§ EXERCISE
Print the material below word for word, starting at the line that contains "wooden boardwalk, each" and ending with the last line of the material.

§ RECORDS FOR THIS TASK
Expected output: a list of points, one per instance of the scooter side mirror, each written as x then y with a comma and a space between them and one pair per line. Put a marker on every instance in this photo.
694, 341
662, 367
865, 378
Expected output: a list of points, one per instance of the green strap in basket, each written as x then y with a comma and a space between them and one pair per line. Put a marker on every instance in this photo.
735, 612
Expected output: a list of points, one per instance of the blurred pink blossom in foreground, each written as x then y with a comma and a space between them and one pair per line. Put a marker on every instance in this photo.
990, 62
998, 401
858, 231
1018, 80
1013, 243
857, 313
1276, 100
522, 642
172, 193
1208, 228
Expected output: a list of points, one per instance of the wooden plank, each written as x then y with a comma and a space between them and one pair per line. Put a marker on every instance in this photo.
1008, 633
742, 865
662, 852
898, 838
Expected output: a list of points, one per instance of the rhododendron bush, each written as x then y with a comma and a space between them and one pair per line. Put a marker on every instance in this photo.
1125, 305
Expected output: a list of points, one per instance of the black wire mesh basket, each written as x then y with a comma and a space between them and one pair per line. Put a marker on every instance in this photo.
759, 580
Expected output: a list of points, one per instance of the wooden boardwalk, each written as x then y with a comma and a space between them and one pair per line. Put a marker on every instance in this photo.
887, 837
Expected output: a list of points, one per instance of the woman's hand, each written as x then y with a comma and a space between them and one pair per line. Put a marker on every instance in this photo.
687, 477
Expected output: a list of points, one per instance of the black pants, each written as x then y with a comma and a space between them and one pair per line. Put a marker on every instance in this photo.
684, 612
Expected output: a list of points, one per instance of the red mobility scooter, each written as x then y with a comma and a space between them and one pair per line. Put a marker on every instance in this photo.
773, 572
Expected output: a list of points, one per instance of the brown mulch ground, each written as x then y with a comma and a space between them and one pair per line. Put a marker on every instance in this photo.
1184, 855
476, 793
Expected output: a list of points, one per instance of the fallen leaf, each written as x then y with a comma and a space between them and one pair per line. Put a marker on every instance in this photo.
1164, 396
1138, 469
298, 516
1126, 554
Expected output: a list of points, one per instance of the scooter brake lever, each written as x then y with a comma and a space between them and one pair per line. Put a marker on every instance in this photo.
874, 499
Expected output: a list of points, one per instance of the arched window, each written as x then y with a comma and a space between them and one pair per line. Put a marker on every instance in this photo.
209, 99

§ SOLUTION TO THIS EXERCISE
Expected output: a list of points, one per instance of the wooden boardwalk, each written as x then y with a comma and a space between them and one pair per line. Put a marker on every instance in this photo.
887, 837
Expected output: a list of points, one per instance of the woman's hand, each written as x then y with a comma and a space between them and one pair per line. Put a marker on every instance in this photo.
687, 477
Expected output: a list of points, one per instance of the black pants, each written as x then y with a comma and a space between them and one pair per line. Put a marker on every instance in this photo.
684, 612
Expected output: a list of points, one per instance of the red mobility scooter, each written as x then y with a comma and a space between them and one pair per line. Put a marker on every instance in this photo.
773, 572
Expected output: a list of points, one per instance of the brown mulch ground, each written as x then y with a comma and a space between them and one pair per line. Put a marker on every instance in this photo.
1184, 855
476, 793
Expected output: a list of points, one per instance of the fallen leaf, each written as x then y with a comma and a space between them and one pair per line. Put a marker on every instance in this photo.
1164, 396
1138, 469
298, 516
1126, 554
Expected output: a list of points, one per instance of the scooter brake lever, each written as x then y with a comma and a space between them and one pair per line. Put a marker on every instance in this photo.
874, 499
Expected output: a list of points, one per instance of the arched window, each written as x then y with a comma and a space between them and one pair per line. Put a marker on every instance in this photo.
209, 99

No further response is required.